DIRECTIVE = Reproduce verbatim the listing lines below, from the line containing "Field-scouting task: mark every instance of the fingernail" through the line containing "point(268, 224)", inclusive.

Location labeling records
---
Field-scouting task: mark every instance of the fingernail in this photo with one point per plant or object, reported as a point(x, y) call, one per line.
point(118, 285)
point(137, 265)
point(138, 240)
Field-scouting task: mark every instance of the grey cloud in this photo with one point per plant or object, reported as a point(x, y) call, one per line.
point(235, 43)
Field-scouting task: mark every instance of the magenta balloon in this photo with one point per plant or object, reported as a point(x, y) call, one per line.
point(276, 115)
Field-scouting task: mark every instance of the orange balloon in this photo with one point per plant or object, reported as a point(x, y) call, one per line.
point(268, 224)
---
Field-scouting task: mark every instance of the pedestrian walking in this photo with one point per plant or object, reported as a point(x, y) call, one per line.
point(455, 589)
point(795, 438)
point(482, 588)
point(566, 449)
---
ANSWER TO THIS EXERCISE =
Field-scouting task: mark every instance of the fingernail in this photo with one point per plant or object, reported as a point(x, y) call, one per line.
point(118, 285)
point(137, 265)
point(138, 240)
Field-scouting task: mark every instance of the grey cloud in this photo with one point per plant or object, reported as a point(x, y) call, one per line.
point(235, 43)
Field-scouting task: mark every instance of the magenta balloon in this photo with one point per plant or object, reported as a point(x, y) call, one per line.
point(276, 115)
Field-scouting task: mark every instance of the orange balloon in this photo with one point per plant or object, reported as a point(x, y) call, one per line.
point(268, 224)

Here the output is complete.